DOCUMENT EXCERPT>
== Segment start ==

In February 1855, Emerson wrote in his journal, under the heading "Common Fame":

If a man has good corn or wood, or boards, or pigs, to sell, or can make better chairs or knives, crucibles or church organs, than anybody else, you will find a broad hard-beaten road to his house, though it be in the woods.

In May 1882, a month after his death, the following quotation was attributed (with no date or source) to Emerson by The Cincinnati Enquirer under the heading "The Value of Good Work":
If a man can write a better book, preach a better sermon or make a better mouse-trap than his neighbors, though he builds his house in the woods, the world will make a beaten path to his door.

Researchers believe it likely that Emerson used a modified version of the theme from his journal in a lecture given at some point after 1855, with the word "mouse-trap" inserted in place of one of the other example products.

==Meaning==
The phrase has become an axiom for the power of successful innovation. Statistics suggest that it is frequently taken literally, with more than 4,400 patents issued by the United States Patent and Trademark Office for new mousetraps, with thousands more unsuccessful applicants, making them the "most frequently invented device in U.S. history". The popular modern snap-trap version of the mousetrap was invented by William C. Hooker in 1894 and improved by John Mast in 1899, during the period that the "better-mousetrap" epigram was becoming popular.

== Segment end ==

[Natural language region descriptions]
== Segment start ==

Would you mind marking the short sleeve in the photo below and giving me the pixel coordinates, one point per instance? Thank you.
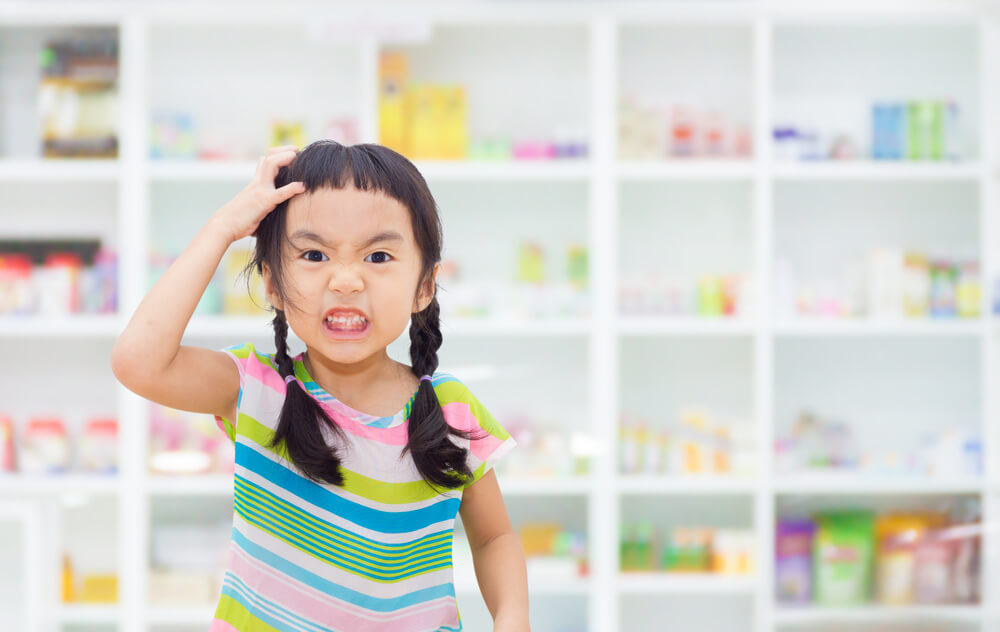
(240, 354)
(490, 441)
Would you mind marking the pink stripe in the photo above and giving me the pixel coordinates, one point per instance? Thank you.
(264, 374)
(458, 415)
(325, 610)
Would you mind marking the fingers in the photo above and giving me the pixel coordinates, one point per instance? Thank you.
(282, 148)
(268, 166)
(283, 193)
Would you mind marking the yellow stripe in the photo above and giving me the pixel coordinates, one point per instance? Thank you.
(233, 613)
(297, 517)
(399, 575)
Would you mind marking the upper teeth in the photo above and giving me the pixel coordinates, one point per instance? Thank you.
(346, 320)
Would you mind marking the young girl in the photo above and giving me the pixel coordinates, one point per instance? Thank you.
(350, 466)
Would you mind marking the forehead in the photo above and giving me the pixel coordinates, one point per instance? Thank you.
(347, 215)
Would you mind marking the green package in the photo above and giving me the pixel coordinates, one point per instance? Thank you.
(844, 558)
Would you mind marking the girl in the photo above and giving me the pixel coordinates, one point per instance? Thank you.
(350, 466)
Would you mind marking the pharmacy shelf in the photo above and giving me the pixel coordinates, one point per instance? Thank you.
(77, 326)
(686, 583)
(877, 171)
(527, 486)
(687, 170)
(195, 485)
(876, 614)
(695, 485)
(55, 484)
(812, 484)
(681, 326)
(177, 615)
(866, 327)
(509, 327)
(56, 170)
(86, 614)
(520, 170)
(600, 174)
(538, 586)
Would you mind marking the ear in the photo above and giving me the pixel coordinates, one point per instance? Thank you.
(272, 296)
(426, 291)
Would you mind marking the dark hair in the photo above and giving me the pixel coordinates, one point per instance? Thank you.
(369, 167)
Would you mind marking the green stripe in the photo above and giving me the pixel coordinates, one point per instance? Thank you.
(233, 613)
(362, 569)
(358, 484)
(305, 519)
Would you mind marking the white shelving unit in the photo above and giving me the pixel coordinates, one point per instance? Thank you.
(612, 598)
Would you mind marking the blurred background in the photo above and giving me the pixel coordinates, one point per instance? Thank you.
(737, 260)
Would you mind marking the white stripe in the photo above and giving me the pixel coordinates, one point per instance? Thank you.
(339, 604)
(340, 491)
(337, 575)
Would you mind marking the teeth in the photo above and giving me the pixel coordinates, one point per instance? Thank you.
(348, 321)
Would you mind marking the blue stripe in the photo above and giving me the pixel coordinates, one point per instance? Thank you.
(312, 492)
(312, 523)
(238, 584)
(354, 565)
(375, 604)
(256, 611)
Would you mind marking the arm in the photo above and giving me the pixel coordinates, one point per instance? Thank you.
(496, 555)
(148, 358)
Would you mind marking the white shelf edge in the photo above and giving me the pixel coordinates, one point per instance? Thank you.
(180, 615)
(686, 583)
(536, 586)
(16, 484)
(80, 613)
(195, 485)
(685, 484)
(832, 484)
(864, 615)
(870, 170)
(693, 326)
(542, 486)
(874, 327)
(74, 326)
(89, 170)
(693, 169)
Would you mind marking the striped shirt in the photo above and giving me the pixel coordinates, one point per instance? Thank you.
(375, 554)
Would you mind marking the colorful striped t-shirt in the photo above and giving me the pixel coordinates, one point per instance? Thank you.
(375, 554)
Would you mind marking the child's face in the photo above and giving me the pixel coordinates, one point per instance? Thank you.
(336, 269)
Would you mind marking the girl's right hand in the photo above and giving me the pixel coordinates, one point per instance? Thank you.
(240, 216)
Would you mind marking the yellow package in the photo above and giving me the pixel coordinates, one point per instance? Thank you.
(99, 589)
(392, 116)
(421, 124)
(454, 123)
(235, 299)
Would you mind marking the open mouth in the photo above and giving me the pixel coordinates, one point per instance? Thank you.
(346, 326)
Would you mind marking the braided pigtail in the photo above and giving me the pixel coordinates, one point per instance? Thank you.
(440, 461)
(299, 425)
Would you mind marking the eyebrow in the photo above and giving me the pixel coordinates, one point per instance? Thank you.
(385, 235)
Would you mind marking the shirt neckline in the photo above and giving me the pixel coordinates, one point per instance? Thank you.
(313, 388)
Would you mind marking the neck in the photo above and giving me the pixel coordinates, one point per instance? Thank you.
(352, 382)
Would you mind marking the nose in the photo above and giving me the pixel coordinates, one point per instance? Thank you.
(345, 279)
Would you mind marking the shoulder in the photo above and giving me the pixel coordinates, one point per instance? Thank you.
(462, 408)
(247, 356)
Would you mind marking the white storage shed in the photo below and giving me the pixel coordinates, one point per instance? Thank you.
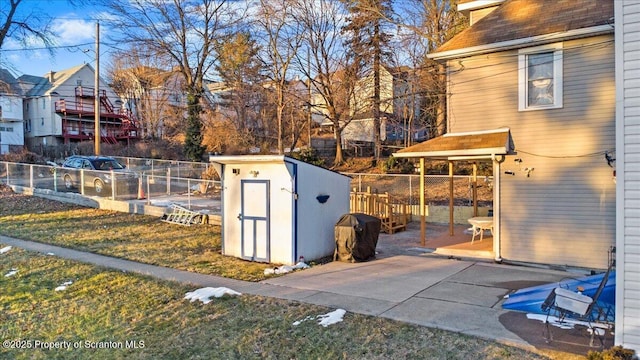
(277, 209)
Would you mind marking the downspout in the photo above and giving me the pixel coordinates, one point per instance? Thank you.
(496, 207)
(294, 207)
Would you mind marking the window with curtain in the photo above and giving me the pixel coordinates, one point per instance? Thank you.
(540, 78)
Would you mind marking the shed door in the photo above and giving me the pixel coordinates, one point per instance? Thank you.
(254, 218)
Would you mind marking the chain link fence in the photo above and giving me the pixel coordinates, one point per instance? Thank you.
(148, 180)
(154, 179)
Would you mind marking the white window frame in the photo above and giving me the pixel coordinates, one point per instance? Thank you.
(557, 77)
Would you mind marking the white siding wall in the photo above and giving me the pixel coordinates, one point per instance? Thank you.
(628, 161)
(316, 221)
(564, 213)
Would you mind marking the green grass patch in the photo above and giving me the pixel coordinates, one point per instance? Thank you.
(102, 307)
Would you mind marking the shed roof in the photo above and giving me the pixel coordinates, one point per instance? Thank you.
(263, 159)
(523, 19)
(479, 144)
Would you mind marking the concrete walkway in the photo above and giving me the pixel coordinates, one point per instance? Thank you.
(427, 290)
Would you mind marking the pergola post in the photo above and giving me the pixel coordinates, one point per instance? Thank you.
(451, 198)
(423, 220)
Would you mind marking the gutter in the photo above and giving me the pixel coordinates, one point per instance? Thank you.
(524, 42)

== Segment end ==

TASKS TO COMPLETE>
1. According to the passage about the better-mousetrap saying, who invented the popular modern snap-trap version of the mousetrap, and in what year?
2. Please copy the passage about the better-mousetrap saying, starting at "If a man has" and ending at "to his door.", and swap "woods" for "forest".

EXPECTED RESULTS>
1. William C. Hooker invented it in 1894.

2.
If a man has good corn or wood, or boards, or pigs, to sell, or can make better chairs or knives, crucibles or church organs, than anybody else, you will find a broad hard-beaten road to his house, though it be in the forest.

In May 1882, a month after his death, the following quotation was attributed (with no date or source) to Emerson by The Cincinnati Enquirer under the heading "The Value of Good Work":
If a man can write a better book, preach a better sermon or make a better mouse-trap than his neighbors, though he builds his house in the forest, the world will make a beaten path to his door.